→ EXERCISE DETAILS
Tally the lines of the records below that contain the string "woman", treating uppercase and lowercase as distinct, and give only the resulting number.

→ PROVIDED MATERIAL
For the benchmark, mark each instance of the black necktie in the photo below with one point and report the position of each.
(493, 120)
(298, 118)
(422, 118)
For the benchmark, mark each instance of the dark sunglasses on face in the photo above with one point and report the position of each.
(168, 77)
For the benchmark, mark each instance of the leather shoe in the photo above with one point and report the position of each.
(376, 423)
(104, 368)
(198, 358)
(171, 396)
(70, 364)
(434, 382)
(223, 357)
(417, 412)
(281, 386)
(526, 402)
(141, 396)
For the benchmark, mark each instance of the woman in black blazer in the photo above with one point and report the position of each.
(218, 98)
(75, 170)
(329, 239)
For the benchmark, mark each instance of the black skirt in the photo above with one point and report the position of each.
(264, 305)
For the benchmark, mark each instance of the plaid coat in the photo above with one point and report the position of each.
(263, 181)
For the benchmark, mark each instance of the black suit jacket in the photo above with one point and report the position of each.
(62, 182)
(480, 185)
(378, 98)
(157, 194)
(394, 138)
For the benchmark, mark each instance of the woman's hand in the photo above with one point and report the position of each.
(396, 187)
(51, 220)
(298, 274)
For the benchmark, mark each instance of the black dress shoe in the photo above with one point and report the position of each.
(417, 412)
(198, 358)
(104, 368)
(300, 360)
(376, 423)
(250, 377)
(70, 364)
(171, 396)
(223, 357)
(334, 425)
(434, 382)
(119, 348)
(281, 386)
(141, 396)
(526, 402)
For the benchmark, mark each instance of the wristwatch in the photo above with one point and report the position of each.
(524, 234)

* * *

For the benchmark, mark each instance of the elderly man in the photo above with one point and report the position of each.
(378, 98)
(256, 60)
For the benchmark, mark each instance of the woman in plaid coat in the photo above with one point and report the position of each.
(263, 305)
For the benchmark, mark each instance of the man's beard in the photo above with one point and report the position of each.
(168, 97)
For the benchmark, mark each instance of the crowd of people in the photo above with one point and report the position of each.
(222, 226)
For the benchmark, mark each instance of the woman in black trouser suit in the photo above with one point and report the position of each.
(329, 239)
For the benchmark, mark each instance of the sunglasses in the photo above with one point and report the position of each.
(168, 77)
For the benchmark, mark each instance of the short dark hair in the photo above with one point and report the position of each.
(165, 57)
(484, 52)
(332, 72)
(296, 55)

==

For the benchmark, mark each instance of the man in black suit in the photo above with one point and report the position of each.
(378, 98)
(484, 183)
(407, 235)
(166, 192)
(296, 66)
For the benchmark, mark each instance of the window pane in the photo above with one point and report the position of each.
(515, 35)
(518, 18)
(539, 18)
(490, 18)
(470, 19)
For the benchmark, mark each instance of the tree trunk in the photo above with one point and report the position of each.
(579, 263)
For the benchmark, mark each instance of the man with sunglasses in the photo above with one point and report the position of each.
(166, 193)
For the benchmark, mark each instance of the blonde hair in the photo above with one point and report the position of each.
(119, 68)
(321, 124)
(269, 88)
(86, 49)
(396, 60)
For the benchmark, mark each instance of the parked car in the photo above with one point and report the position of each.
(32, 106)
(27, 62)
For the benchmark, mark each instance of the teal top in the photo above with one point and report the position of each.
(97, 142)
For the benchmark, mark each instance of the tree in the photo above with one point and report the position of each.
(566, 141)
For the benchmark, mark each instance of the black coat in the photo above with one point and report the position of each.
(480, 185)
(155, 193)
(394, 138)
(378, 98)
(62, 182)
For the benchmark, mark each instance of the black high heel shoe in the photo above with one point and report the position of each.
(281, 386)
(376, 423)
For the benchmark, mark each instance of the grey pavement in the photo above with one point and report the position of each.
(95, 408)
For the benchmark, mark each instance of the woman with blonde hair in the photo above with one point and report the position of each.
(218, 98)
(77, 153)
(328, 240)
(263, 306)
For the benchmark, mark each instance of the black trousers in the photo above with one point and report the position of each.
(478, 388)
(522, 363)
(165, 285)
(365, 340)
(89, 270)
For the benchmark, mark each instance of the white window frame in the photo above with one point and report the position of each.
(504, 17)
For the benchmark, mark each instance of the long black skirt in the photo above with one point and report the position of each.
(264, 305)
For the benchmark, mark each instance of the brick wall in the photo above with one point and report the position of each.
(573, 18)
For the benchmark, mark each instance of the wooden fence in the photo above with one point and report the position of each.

→ ANSWER FOR THE TASK
5